Supplied data: Begin

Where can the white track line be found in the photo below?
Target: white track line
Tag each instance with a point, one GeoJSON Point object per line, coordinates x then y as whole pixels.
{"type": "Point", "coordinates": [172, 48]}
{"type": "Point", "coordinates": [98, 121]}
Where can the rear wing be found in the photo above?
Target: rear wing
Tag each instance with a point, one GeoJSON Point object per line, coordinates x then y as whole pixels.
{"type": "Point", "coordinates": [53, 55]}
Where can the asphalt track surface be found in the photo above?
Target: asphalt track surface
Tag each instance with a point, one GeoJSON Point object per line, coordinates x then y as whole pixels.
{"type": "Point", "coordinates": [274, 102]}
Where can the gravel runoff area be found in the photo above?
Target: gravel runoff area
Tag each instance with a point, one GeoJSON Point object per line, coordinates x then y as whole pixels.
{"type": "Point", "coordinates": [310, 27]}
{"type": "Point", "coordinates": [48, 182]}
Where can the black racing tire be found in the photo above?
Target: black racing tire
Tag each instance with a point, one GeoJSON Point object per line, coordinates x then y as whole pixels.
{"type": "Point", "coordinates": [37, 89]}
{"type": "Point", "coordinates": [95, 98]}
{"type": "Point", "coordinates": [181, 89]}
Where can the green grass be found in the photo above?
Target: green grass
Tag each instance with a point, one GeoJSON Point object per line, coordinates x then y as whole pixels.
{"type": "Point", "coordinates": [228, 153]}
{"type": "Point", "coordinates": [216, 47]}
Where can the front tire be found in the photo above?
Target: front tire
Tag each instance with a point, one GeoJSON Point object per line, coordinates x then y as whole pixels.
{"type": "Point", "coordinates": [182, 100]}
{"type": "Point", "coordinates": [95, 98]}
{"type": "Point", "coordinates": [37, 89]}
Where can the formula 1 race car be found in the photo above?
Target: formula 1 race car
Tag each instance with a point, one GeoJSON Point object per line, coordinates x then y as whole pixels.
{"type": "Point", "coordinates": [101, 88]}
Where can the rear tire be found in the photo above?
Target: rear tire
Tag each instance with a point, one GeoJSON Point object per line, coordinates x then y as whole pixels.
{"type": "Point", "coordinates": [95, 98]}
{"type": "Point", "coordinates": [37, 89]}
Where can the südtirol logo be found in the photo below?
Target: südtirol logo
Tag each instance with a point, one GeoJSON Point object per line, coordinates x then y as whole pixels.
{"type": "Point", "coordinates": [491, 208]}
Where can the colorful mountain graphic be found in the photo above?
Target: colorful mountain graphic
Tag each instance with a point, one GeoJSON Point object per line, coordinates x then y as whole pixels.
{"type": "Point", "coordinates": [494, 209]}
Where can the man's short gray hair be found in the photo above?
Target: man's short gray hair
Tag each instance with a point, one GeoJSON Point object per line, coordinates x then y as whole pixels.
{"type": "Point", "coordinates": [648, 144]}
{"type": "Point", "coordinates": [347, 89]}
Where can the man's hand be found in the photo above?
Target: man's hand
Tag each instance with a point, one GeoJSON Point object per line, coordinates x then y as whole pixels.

Supplied data: End

Could you transcribe every entry exactly, without altering anything?

Where can the white track line be found in the photo below?
Target: white track line
Tag each instance with a point, one GeoJSON Point object per line, coordinates x then y as whole pixels.
{"type": "Point", "coordinates": [172, 48]}
{"type": "Point", "coordinates": [98, 121]}
Where can the rear wing be found in the photo above?
Target: rear wing
Tag each instance with a point, one GeoJSON Point object per line, coordinates x then y as whole pixels.
{"type": "Point", "coordinates": [53, 55]}
Where can the asphalt track surface be found in the photo above?
Target: asphalt track surface
Tag each instance with a point, one GeoJSON Point object per line, coordinates x then y as whole pixels.
{"type": "Point", "coordinates": [274, 102]}
Where can the gravel runoff area be found in the photo above?
Target: gravel runoff area
Tag each instance with a point, one GeoJSON Point object per line, coordinates x then y as whole pixels.
{"type": "Point", "coordinates": [310, 27]}
{"type": "Point", "coordinates": [48, 182]}
Where can the black racing tire be found in the photo above?
Target: black racing tire
Tag each instance with a point, one GeoJSON Point object per line, coordinates x then y as whole pixels.
{"type": "Point", "coordinates": [37, 89]}
{"type": "Point", "coordinates": [95, 98]}
{"type": "Point", "coordinates": [181, 89]}
Where can the green grass be found in the photo above?
Target: green grass
Tag each instance with a point, one GeoJSON Point object per line, coordinates x then y as whole pixels.
{"type": "Point", "coordinates": [228, 153]}
{"type": "Point", "coordinates": [216, 47]}
Where can the front tire be found in the photo above?
Target: front tire
Tag each instance with a point, one GeoJSON Point object per line, coordinates x then y as whole pixels.
{"type": "Point", "coordinates": [182, 100]}
{"type": "Point", "coordinates": [95, 98]}
{"type": "Point", "coordinates": [37, 89]}
Where can the formula 1 race car be found in the photo above?
Target: formula 1 race car
Tag each instance with a point, one GeoJSON Point object per line, coordinates x then y as whole pixels.
{"type": "Point", "coordinates": [101, 88]}
Where can the rear tire be found in the photo above?
Target: rear tire
Tag each instance with a point, one GeoJSON Point object per line, coordinates x then y as whole pixels.
{"type": "Point", "coordinates": [95, 98]}
{"type": "Point", "coordinates": [37, 89]}
Where can the südtirol logo be found in the photo below?
Target: südtirol logo
Tag each instance with a point, one GeoJSON Point object per line, coordinates x then y as whole pixels.
{"type": "Point", "coordinates": [491, 208]}
Where can the colorful mountain graphic be found in the photo above?
Target: colorful mountain graphic
Tag each instance with a point, one GeoJSON Point object per line, coordinates x then y as whole pixels.
{"type": "Point", "coordinates": [494, 209]}
Where can the man's short gray hair be found in the photo above?
Target: man's short gray hair
Tag each instance with a point, one GeoJSON Point object per line, coordinates x then y as whole pixels.
{"type": "Point", "coordinates": [648, 144]}
{"type": "Point", "coordinates": [347, 89]}
Where can the man's hand be found in the photo above?
Target: man's hand
Tag each instance with a point, one GeoJSON Point object per line, coordinates x then y as whole pixels.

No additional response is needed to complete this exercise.